» WHAT YOU WILL DO:
Reproduce the listing below in its entirety. Change nothing.

» MATERIAL SUPPLIED:

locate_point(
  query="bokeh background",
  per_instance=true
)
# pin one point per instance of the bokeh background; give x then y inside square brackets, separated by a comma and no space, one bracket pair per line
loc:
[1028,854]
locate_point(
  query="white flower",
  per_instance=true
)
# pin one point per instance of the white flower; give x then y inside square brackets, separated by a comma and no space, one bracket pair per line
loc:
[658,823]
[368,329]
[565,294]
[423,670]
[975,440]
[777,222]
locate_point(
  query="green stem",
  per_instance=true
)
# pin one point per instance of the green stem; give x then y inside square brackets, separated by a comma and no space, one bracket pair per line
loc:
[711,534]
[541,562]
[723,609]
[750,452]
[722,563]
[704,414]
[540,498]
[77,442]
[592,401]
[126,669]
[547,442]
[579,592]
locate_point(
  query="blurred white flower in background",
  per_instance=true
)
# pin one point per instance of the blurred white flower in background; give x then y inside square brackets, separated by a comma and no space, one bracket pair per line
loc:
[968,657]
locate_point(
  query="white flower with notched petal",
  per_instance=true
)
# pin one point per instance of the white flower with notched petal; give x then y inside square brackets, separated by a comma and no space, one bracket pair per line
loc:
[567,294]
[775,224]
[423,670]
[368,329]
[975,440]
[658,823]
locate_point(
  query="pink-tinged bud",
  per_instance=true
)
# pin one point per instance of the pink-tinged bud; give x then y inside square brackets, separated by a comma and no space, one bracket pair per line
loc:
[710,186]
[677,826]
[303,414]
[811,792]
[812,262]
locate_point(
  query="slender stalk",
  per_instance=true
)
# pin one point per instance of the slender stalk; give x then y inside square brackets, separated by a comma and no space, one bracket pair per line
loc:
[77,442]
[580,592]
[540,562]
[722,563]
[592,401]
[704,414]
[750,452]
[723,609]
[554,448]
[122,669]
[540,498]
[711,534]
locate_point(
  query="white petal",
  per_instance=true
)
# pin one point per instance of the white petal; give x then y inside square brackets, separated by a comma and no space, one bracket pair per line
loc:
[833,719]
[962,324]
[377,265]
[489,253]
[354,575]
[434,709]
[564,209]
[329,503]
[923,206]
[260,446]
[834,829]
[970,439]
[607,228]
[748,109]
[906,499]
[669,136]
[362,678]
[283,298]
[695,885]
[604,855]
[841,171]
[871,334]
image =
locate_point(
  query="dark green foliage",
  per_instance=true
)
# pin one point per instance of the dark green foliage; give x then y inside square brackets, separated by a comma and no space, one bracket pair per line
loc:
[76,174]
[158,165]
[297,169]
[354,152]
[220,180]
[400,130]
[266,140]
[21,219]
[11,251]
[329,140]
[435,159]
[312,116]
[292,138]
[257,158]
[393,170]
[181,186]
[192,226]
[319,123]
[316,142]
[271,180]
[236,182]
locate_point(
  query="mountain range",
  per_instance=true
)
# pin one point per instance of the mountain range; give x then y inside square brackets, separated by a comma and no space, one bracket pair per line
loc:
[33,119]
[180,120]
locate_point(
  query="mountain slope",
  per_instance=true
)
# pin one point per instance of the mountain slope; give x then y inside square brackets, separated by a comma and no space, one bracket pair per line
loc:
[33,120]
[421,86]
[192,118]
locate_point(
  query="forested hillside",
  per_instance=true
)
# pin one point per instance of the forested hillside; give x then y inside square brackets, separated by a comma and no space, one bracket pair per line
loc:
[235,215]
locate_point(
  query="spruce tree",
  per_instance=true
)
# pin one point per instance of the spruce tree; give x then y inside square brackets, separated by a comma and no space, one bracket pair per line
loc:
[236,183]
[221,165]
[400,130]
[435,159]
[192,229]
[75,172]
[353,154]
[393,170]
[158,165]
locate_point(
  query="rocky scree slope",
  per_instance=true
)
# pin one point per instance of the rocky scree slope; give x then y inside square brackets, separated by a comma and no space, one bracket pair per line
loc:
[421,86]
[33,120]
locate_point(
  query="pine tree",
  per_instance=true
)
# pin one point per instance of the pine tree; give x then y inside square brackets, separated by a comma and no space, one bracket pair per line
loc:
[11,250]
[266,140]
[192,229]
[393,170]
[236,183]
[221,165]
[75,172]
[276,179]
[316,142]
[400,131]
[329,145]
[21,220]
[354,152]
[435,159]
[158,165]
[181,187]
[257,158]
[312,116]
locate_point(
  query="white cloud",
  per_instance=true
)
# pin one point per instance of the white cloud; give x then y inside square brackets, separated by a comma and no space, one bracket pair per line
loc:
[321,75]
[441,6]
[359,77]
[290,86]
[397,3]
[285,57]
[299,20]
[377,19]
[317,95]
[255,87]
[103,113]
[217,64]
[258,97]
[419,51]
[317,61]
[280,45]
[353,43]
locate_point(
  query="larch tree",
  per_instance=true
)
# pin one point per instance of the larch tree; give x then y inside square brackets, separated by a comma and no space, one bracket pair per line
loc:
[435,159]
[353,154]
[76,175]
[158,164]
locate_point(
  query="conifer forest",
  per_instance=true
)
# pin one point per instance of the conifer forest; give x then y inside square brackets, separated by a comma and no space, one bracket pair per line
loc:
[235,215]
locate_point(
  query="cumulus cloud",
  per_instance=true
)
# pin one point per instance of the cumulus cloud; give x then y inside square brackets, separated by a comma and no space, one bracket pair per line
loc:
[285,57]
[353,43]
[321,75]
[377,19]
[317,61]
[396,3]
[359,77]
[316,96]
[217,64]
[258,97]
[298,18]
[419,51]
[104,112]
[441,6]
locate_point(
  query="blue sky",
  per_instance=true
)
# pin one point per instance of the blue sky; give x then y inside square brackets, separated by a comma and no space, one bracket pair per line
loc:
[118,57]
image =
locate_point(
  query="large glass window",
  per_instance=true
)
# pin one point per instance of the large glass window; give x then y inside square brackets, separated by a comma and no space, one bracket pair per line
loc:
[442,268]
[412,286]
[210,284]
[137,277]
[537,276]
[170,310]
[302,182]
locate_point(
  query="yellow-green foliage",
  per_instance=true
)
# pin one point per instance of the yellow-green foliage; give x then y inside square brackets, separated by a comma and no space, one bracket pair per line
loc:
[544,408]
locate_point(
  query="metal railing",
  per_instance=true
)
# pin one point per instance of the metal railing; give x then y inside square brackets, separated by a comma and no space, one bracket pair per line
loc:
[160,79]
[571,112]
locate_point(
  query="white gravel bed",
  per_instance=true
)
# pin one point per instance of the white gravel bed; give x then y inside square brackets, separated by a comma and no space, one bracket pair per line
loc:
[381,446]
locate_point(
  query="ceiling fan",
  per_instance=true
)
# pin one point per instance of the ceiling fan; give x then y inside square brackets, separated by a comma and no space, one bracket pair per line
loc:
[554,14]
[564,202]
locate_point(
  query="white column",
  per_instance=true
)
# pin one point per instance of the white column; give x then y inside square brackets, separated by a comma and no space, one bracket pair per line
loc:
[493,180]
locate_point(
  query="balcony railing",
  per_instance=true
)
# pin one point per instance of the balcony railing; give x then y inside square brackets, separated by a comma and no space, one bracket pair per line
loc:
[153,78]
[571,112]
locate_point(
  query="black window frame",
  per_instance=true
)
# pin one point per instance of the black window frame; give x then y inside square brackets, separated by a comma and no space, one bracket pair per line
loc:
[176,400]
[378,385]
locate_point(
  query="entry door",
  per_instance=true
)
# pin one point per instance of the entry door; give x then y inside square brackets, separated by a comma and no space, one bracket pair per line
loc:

» COMPLETE RESPONSE:
locate_point(
  query="bokeh background",
  per_instance=true
)
# pin one point per instance of the bokeh background; give x then y inside square brackets, separated by a comma and no space, one bracket pair per line
loc:
[1028,854]
locate_point(
  query="white flower",
  per_instance=true
)
# pin one point per instance of the white flower; give x then y inside square brackets, separated by a comma and no space, one bracket pair per line
loc:
[658,823]
[368,329]
[565,294]
[423,670]
[975,440]
[777,222]
locate_point(
  query="green stem",
  per_instance=true
)
# pin one point per instance of the green stem; give x then y inside square brackets, separated by a comma and no space, one bracket pair per line
loc:
[711,534]
[541,562]
[723,609]
[750,452]
[722,563]
[704,414]
[540,498]
[77,442]
[592,401]
[126,669]
[547,442]
[579,592]
locate_point(
  query="blurred white flower in background",
  per_instance=true
)
# pin one point per instance of the blurred white flower in background; give x then y inside square brackets, separated by a comma and no space, one bracket pair per line
loc:
[968,657]
locate_point(
  query="white flower with notched petal",
  per_instance=true
)
# pin one point per instance of the white flower with notched petal; give x then y inside square brackets, separated by a comma and no space, one bracket pair per line
loc:
[567,294]
[775,224]
[423,670]
[368,329]
[975,440]
[658,823]
locate_point(
  query="pink-tinged bud",
  per_instance=true
)
# pin one point per instance of the pink-tinged bud; give x then y inside square brackets, separated by a comma and no space, one bracket pair per line
loc:
[710,186]
[677,826]
[303,414]
[811,792]
[812,262]
locate_point(
  query="slender stalk",
  per_instance=true
)
# pin one point per instance of the slender stalk; give x then y inside square brackets, separated by a comma and no space, one bracket pair per line
loc:
[77,442]
[580,592]
[540,562]
[722,563]
[592,401]
[704,414]
[750,452]
[723,609]
[554,448]
[122,669]
[540,498]
[711,534]
locate_point(
  query="white petal",
  per_instance=true
)
# pin one point per instance of the white petal; give x then y inside square brackets, separated by a comma and no space, one bracket pair per line
loc:
[833,719]
[962,324]
[377,265]
[489,253]
[354,575]
[434,709]
[564,209]
[329,503]
[923,206]
[260,446]
[834,829]
[970,439]
[607,228]
[748,109]
[906,499]
[669,136]
[362,678]
[283,298]
[695,885]
[604,855]
[841,171]
[871,334]
image =
locate_point(
  query="dark green foliage",
  per_instance=true
)
# pin one point per instance of the dark green foliage; give x then y inside square brackets, separated by a comma and no space, one bracket pair per line
loc:
[76,174]
[158,165]
[297,169]
[354,152]
[220,180]
[400,130]
[266,140]
[21,219]
[11,251]
[329,140]
[435,159]
[312,116]
[292,138]
[257,158]
[393,170]
[181,186]
[192,226]
[319,123]
[316,142]
[271,180]
[236,182]
locate_point(
  query="mountain range",
  per_instance=true
)
# pin one point per instance of the mountain range; give x then y inside square brackets, separated by a comma and no space, one bracket pair per line
loc:
[33,119]
[180,120]
locate_point(
  query="mountain slope",
  per_instance=true
)
# pin one point per instance of the mountain slope; give x then y inside square brackets, separated by a comma and no space, one bracket pair per line
loc:
[33,120]
[421,86]
[192,118]
locate_point(
  query="forested hillside",
  per_instance=true
)
# pin one point per instance of the forested hillside; give x then y inside square brackets, separated by a comma and no space, one bracket pair per line
loc:
[235,215]
locate_point(
  query="spruce tree",
  per_instance=true
)
# pin one point per instance of the spruce tree; give x then y inside square brackets, separated by a comma and no space, one bracket pair per line
loc:
[236,183]
[221,165]
[400,130]
[435,159]
[192,229]
[75,172]
[353,154]
[393,170]
[158,165]
locate_point(
  query="rocky scree slope",
  per_instance=true
)
# pin one point per instance of the rocky scree slope; give x then y inside square brackets, separated by a comma and no space, one bracket pair per line
loc:
[421,86]
[33,120]
locate_point(
  query="pine tree",
  per_instance=true
)
# pin one point per instance of the pine tree; give x then y inside square brackets, separated by a comma and no space, one bracket pair per line
loc:
[11,250]
[266,140]
[192,229]
[393,170]
[236,183]
[221,165]
[75,172]
[276,179]
[316,142]
[400,131]
[329,145]
[21,220]
[354,152]
[435,159]
[158,165]
[181,187]
[257,158]
[312,116]
locate_point(
  query="white cloud",
  per_instance=true
)
# pin one point per instance of the white cloud; give x then y inside square brackets, separated by a comma and no space, one bracket pair per line
loc:
[321,75]
[441,6]
[359,77]
[290,86]
[397,3]
[285,57]
[299,20]
[377,19]
[317,95]
[255,87]
[103,113]
[217,64]
[258,97]
[419,51]
[317,61]
[280,45]
[353,43]
locate_point(
  query="larch tree",
  per_instance=true
)
# pin one point per instance of the larch tree; give x then y inside square brackets, separated by a comma and no space, one bracket pair per line
loc:
[435,159]
[353,154]
[76,175]
[158,164]
locate_point(
  query="conifer forest",
  per_instance=true
)
# pin one point per instance of the conifer forest; give x then y inside square brackets, separated by a comma and no space, one bracket pair per line
loc:
[235,215]
locate_point(
  query="cumulus cloud",
  per_instance=true
)
# pin one point per instance of the cumulus cloud; give x then y inside square brackets, separated by a comma and no space, one bracket pair per line
loc:
[285,57]
[353,43]
[321,75]
[377,19]
[317,61]
[396,3]
[359,77]
[316,96]
[217,64]
[258,97]
[298,18]
[419,51]
[104,112]
[441,6]
locate_point(
  query="blue sky",
  per_instance=true
)
# pin one point per instance of the blue sky; give x then y inside square brackets, separated by a comma and no space, one bracket pair per line
loc:
[118,57]
image =
locate_point(
  query="large glass window",
  per_instance=true
)
# pin one point per instance of the large glass window; give x then y inside square brackets, separated by a comma and no space, one bracket pair per line
loc:
[442,268]
[412,286]
[210,284]
[137,277]
[537,276]
[170,310]
[302,182]
locate_point(
  query="yellow-green foliage",
  per_instance=true
)
# pin one point per instance of the yellow-green foliage; give x then y inside square brackets, separated by a comma and no space, one bracket pair per line
loc:
[544,408]
locate_point(
  query="metal railing",
  per_instance=true
)
# pin one point per instance of the metal railing; give x then y inside square brackets, separated by a comma and no space, one bracket pair per line
loc:
[160,79]
[571,112]
locate_point(
  query="white gravel bed",
  per_instance=true
)
# pin one point per instance of the white gravel bed; give x then y inside square brackets, separated by a comma and no space, one bracket pair per line
loc:
[381,446]
locate_point(
  query="ceiling fan",
  per_instance=true
)
# pin one point per instance of the ceiling fan; give x then y inside square brackets, separated by a comma and no space, one bracket pair per line
loc:
[554,14]
[564,202]
locate_point(
  query="white column",
  per_instance=true
)
# pin one point per instance of the white column; give x then y inside square brackets, separated by a comma and no space, one bracket pair per line
loc:
[493,180]
locate_point(
  query="balcony railing",
  per_instance=true
)
# pin one point per instance of the balcony railing; give x then y inside square brackets, separated by a comma and no space, one bracket pair per line
loc:
[153,78]
[571,112]
locate_point(
  query="black window frame",
  per_instance=true
)
# pin one point per instance of the black window frame; give x then y inside square brackets, separated by a comma and no space, one bracket pair per line
loc:
[176,400]
[378,385]
locate_point(
  query="entry door",
  per_instance=true
)
# pin one point per instance of the entry door; give x then y inside square brackets, separated by a comma and no space, one bracket pair per line
loc:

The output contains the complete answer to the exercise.